____ Extrait du document

Abdel Halim Khaddam, ancien vice-président syrien, a déclaré dans une interview avec la station de radio « Voice of Russia » qu’il n’a pas l’intention de diriger le gouvernement de transition potentiel en Syrie, car il a annoncé depuis sa défection qu’il a quitté le pouvoir.
Le texte complet de l’interview :
Q : Monsieur Abdel Halim Khaddam, c’est la première fois depuis des années que vous rencontrez un diplomate russe de haut niveau. À votre avis, quelle est l’importance de telles rencontres ? Pourquoi n’ont-elles pas eu lieu auparavant ?
A : « Elles n’ont pas eu lieu » est une question qui ne me concerne pas. Cela concerne le côté russe. Cependant, je pense que dans les circonstances difficiles que traverse le Moyen-Orient, en particulier la Syrie, de telles rencontres sont importantes pour discuter de la crise et de la souffrance du peuple syrien face aux meurtres et à la destruction.
Q : Selon vous, le rôle de la Russie est-il crucial pour résoudre cette crise ?

________
____ Données fournies

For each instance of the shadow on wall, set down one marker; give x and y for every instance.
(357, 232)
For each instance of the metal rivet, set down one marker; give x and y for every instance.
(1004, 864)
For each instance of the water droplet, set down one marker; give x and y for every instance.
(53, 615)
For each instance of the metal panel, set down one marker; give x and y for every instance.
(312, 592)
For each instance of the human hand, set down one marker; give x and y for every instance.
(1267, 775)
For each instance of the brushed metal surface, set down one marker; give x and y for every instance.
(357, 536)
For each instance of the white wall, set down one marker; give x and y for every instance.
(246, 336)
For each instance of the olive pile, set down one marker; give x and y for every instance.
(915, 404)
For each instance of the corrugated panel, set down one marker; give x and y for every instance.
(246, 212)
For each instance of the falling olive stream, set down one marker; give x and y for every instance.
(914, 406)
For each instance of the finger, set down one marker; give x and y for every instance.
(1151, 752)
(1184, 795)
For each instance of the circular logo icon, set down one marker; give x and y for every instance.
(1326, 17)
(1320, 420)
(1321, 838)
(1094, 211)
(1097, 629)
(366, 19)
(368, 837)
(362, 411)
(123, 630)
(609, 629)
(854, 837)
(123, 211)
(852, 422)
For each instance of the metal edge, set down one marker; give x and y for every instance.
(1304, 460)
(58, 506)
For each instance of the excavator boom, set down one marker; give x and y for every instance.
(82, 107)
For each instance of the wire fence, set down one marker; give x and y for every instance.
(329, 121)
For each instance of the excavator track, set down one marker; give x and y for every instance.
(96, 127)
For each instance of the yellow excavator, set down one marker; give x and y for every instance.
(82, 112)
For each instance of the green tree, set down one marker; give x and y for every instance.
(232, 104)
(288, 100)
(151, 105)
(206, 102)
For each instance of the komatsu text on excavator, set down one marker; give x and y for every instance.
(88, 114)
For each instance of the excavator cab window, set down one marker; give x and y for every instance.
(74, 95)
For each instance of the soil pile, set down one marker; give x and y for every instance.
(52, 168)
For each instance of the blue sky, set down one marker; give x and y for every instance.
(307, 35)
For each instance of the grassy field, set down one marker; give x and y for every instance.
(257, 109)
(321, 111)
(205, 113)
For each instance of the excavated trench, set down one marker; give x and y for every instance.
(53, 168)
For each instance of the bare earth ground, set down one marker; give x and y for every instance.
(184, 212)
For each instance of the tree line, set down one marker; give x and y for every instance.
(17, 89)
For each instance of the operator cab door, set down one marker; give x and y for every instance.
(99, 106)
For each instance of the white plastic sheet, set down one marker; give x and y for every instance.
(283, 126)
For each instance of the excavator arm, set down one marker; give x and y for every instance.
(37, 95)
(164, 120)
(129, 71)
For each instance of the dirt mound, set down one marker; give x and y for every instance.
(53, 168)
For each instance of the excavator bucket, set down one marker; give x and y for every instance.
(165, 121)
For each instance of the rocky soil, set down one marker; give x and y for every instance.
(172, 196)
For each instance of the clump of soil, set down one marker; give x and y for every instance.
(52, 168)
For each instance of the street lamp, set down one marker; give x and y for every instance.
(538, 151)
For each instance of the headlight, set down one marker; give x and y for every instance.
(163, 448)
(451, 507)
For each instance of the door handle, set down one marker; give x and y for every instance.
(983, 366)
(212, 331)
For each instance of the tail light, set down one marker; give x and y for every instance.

________

**Consigne 1:** Traduisez en anglais cette phrase de l'entretien avec Abdel Halim Khaddam : « Cependant, je pense que dans les circonstances difficiles que traverse le Moyen-Orient, en particulier la Syrie, de telles rencontres sont importantes pour discuter de la crise et de la souffrance du peuple syrien face aux meurtres et à la destruction. »
**Consigne 2:** Poursuivez l'entretien avec Abdel Halim Khaddam à partir de sa dernière ligne.
Les entrées ne servent pas à ce travail.

**Corrigé 1:** However, I think that in the difficult circumstances the Middle East is going through, particularly Syria, such meetings are important for discussing the crisis and the suffering of the Syrian people in the face of killing and destruction.

**Corrigé 2:**
A : Cela dépend de la position russe. Par conséquent, je ne peux pas émettre de jugement avant la rencontre et la compréhension des dimensions réelles de la politique russe. Je ne veux pas évaluer cette politique à travers les médias, mais à travers les discussions avec la partie russe. Dans le cadre de ces discussions, la position peut être évaluée de manière précise et objective.
Q : Monsieur Abdel Halim Khaddam, cela fait plus de sept ans que vous avez quitté la Syrie. Il y a même des rumeurs selon lesquelles il y aurait eu un complot et que vous étiez l’un des fondateurs. Est-ce vrai ? Et pourquoi avez-vous quitté le pays alors que vous étiez précédemment vice-président syrien, un poste très élevé ?
A : J’ai quitté la Syrie et annoncé ma défection du régime parce que ma conscience ne supportait plus les crimes, la corruption et la tyrannie commis en Syrie. Ainsi, j’ai annoncé ma défection et suis devenu l’un des éléments de l’opposition présente à l’étranger, avec des ramifications à l’intérieur du pays.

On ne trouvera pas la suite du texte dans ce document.